« Le pouvoir est comme de l’alcool. Après un premier verre, on est joyeux comme un agneau. Au second, c’est comme si on avait mangé du lion. On se sent si fort qu’on n’accepte plus d’être contesté. On veut tout imposer à tout le monde, comme le lion dans la savane. Au troisième verre, on est comme le cochon, on ne peut faire que des cochonneries » – Amadou Hampaté Ba
Le Togo est de nouveau secoué par une de ces crises instrumentales dont la dictature et une certaine opposition ont le secret : le récurrent jeu de dupe institutionnel dont la seule victime est le peuple. La nouvelle trouvaille est une réécriture de la constitution en vue de la pérennisation de M. Faure Gnassingbé au pouvoir. Rien moins ! Le texte consacre le passage du régime semi-présidentiel avec une stricte limitation des mandats à deux, à un régime parlementaire axé sur la figure d’un Président de conseil dépositaire de la réalité du pouvoir exécutif pour un mandat non limitatif de 6 ans. Le système sera chapeauté par un Président de la République élu par le Parlement pour un mandat de 7 ans, renouvelable une fois. Il sera en gros chargé d’inaugurer les chrysanthèmes. Ses actes n’auront aucune valeur sans le contreseing du Président du conseil.

──────

EXERCICE COURT A:
Répondez à ces questions à partir de l'extrait sur le Togo :
(i) Dans la citation d'Amadou Hampaté Ba, à quel animal se compare-t-on au second verre ?
(ii) Pour combien d'années le Parlement élira-t-il le Président de la République ?
(iii) Quelle est la durée du mandat du Président de conseil ?
EXERCICE COURT B: Mettez dans un tableau Markdown les lignes des entrées, de la ligne qui contient « Examine the screenshot provided below. » à celle qui contient « [66,172,115,214] », ces deux lignes comprises. Utilisez les colonnes « N° » et « Ligne », et omettez les lignes vides.

Lignes d'un jeu de données d'étiquetage par boîtes
──────

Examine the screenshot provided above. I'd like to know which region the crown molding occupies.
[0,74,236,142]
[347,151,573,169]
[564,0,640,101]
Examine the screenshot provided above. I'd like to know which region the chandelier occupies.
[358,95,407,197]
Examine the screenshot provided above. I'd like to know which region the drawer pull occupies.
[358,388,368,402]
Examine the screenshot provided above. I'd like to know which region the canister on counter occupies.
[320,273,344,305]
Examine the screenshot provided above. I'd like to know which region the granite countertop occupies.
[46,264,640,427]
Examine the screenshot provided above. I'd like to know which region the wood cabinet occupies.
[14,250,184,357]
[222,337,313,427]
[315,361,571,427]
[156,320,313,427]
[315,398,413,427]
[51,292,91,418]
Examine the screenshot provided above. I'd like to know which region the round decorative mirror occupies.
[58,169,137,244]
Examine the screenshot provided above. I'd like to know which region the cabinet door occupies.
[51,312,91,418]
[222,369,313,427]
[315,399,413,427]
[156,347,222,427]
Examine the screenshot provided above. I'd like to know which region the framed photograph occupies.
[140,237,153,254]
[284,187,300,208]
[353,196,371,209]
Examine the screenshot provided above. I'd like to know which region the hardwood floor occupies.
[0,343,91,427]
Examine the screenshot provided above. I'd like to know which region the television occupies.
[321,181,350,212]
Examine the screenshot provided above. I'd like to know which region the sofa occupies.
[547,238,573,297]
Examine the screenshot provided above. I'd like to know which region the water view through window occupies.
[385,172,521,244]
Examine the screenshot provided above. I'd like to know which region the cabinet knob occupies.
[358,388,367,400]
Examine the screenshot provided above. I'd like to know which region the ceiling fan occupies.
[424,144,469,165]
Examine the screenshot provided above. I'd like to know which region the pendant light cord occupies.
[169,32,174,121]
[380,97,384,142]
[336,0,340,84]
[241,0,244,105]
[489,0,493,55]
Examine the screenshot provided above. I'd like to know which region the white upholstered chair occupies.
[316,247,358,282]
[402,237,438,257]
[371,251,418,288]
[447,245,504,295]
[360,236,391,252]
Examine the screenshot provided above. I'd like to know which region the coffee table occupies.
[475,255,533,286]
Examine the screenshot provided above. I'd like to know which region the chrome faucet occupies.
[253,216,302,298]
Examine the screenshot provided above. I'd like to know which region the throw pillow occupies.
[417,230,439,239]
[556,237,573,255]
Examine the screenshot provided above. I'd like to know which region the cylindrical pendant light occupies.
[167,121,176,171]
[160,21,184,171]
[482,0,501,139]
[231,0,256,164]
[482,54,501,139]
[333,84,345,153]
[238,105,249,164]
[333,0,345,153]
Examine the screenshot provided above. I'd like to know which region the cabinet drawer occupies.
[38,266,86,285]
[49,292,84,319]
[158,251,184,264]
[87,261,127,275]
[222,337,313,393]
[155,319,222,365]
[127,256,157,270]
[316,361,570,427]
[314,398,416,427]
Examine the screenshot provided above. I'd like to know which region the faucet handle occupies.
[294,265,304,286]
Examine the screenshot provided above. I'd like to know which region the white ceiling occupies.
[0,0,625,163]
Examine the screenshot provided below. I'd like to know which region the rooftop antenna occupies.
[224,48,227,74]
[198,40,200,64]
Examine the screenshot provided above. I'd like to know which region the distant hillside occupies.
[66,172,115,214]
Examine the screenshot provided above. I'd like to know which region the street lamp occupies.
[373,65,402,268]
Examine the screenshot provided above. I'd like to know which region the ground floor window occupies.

──────

BONNE RÉPONSE A:
(i) Au lion.
(ii) Pour 7 ans, renouvelable une fois.
(iii) 6 ans, sans limitation du nombre de mandats.

BONNE RÉPONSE B:
| N° | Ligne |
|---|---|
| 1 | Examine the screenshot provided below. I'd like to know which region the rooftop antenna occupies. |
| 2 | [224,48,227,74] |
| 3 | [198,40,200,64] |
| 4 | Examine the screenshot provided above. I'd like to know which region the distant hillside occupies. |
| 5 | [66,172,115,214] |